**What you need to do:**
Transcribe the passage in the Graeco-Aryan languages text below, starting at "Language codes" and ending at "mid-3rd millennium BC.".

- Geographic distribution: Southern Europe, South, Central, West Asia and the Caucasus
- Linguistic classification: Indo-EuropeanGraeco-Aryan;
- Proto-language: Proto-Graeco-Aryan
- Subdivisions: Hellenic; Indo-Iranian; Armenian;

Language codes

= Graeco-Aryan languages =

Hypothetical subfamily of the Indo-European languages

Graeco-Aryan, or Graeco-Armeno-Aryan, is a hypothetical clade within the Indo-European family that would be the ancestor of Hellenic, Armenian, and the Indo-Iranian languages, which spans Southern Europe, Armenian highlands and Southern Asian regions of Eurasia.

The Graeco-Armeno-Aryan group supposedly branched off from the parent Indo-European stem by the mid-3rd millennium BC.

**Data records:**
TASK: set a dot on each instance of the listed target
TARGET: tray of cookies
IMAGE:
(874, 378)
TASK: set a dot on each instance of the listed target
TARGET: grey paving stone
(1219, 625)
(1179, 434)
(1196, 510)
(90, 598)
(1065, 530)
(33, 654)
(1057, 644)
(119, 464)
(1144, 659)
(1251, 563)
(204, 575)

**Answer for the task:**
Language codes

= Graeco-Aryan languages =

Hypothetical subfamily of the Indo-European languages

Graeco-Aryan, or Graeco-Armeno-Aryan, is a hypothetical clade within the Indo-European family that would be the ancestor of Hellenic, Armenian, and the Indo-Iranian languages, which spans Southern Europe, Armenian highlands and Southern Asian regions of Eurasia.

The Graeco-Armeno-Aryan group supposedly branched off from the parent Indo-European stem by the mid-3rd millennium BC.